**EXCERPT**:
Article by: Annagiulia Zoccarato
Translation by: Federica Franzosi
The Onde section of the 35th Torino Film Festival includes among its titles a film that is as touching as it is delicate. La madre, el hijo y la abuela is the first feature film by the Chilean director Benjamín Brunet, which was filmed in the city of Chaitén after the eruption of the volcano with the same name. The movie is divided in three chapters, one for each character, and walks on the thin line between fiction and documentary.
The young photographer Cristóbal (Gonzalo Aburto) comes into the town to create a photographic project following the traces of his own roots: the young man was adopted and Chitén is the town he was born in. Following the imaginary steps of his biological parents, who he never met, the photographer is trying to retrace an hypothetical past as well as imagine what his present could have been if his life had taken a different route. Among the debris and the dust of abandoned houses, Cristóbal finds his own reflections and also an undefined identity he would like to understand.

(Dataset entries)
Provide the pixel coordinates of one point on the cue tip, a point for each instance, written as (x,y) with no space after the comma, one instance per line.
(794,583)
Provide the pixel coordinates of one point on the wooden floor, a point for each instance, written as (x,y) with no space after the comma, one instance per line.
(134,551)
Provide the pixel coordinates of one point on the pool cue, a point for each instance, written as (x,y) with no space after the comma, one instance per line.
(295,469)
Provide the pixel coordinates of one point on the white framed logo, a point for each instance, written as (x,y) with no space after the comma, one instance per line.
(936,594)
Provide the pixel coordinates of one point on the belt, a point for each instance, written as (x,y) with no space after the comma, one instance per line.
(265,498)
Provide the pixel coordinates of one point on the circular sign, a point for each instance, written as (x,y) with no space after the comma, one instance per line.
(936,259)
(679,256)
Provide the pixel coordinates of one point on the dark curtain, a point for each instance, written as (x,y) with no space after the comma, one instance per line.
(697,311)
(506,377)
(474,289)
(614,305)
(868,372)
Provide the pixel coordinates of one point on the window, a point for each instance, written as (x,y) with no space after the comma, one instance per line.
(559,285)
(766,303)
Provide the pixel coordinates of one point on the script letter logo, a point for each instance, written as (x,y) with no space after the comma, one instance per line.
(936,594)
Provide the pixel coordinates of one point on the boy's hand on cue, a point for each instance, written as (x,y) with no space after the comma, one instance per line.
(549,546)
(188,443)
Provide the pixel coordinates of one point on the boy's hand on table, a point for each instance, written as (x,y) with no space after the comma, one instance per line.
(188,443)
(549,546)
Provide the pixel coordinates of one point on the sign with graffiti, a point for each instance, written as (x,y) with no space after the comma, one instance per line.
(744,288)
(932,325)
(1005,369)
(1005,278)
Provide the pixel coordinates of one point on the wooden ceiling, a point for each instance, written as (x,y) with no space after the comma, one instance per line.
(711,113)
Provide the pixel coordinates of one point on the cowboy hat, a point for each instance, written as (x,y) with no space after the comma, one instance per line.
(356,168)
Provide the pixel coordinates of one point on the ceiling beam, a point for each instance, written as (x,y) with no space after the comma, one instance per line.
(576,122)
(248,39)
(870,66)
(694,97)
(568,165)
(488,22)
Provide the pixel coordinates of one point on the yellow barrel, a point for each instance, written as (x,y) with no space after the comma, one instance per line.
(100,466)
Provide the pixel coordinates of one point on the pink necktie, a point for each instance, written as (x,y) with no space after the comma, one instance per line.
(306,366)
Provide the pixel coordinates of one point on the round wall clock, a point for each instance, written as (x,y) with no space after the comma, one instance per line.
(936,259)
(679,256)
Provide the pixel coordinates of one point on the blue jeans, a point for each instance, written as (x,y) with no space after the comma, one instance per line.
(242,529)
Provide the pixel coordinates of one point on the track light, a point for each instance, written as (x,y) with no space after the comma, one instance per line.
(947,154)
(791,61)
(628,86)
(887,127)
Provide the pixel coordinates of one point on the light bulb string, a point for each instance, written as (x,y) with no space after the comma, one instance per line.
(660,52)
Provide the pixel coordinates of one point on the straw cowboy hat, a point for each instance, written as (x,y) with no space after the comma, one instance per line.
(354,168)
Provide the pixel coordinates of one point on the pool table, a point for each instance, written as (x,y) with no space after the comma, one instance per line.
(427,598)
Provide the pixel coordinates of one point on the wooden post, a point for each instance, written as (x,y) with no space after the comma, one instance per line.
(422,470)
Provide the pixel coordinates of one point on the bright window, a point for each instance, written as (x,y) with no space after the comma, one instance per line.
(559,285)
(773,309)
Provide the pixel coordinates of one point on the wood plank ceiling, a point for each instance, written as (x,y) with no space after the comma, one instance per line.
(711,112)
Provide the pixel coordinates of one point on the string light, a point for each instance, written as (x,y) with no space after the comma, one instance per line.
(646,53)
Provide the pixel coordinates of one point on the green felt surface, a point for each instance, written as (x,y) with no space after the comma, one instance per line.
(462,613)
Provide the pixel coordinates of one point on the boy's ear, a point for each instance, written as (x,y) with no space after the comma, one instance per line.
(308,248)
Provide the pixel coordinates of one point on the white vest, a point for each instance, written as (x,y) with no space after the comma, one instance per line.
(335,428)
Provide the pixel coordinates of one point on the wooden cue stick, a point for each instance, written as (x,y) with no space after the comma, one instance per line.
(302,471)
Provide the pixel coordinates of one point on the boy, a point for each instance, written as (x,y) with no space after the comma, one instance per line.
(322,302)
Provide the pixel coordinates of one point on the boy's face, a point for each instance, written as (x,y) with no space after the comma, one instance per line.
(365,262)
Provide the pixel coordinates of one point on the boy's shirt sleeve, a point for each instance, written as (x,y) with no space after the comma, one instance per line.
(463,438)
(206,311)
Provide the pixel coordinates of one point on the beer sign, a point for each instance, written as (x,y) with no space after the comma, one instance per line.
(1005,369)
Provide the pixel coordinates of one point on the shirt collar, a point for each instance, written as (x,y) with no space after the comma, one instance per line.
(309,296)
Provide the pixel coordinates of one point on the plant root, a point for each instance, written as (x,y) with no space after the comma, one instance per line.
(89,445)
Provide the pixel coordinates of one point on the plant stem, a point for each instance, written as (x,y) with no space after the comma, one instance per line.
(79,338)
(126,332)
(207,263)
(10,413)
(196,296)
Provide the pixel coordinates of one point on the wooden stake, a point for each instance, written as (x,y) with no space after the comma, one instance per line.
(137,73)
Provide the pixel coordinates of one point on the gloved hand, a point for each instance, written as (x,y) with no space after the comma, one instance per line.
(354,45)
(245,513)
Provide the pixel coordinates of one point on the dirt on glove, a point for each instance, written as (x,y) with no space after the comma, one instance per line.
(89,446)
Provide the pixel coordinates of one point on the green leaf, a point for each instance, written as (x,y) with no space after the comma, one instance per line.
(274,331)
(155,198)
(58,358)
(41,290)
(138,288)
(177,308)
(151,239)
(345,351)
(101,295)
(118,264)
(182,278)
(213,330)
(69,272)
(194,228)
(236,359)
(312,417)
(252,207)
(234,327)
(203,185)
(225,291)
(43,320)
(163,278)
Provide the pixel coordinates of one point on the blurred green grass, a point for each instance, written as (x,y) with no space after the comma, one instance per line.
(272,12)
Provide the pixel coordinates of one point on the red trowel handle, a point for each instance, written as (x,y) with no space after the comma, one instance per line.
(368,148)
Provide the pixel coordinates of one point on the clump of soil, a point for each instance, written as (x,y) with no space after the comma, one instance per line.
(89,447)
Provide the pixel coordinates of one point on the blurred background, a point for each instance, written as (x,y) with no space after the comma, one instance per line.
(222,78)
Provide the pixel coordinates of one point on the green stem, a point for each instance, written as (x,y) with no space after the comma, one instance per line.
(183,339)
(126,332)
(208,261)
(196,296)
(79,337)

**TASK INSTRUCTIONS**: Write the next part of the review of La madre, el hijo y la abuela, starting after its last sentence. The rows have no connection to the review.

**SOLVED EXERCISE**:
Ana (Ana Gallegos) is a tobacconist with a son who lives far away and never comes back home; she divides her time between work and caring for her ill mother Maria (María Muñoz). When Cristóbal meets the two women he is welcomed into their house, and the three of them find that family relationship they were longing for, and that blows away for a little bit the volcanic ash that the young man feels inside of him.
That’s when the photographic project about the pas becomes a film made of snap-shots of everyday life and special days, such as Christmas, Maria’s birthday or Easter and its traditions. Cristóbal’s self-portraits among the debris have now become group pictures, with moments of great affection in a house that is alive and welcoming. through the familiar and protective eye of the camera, this atypical family, created from a choice, drives the shadow of illness and loniless away, even if only for a short while.
Despite the amazing tenderness and affection caused by these three lonely souls, the shadow of death and illness is a constant presence both in the themes of the film and in the staging, that uses a whole palette of cold colours like the ash of the extinguished volcano, and a desolated and bare environment that is only briefly escaped inside Anna’s small house.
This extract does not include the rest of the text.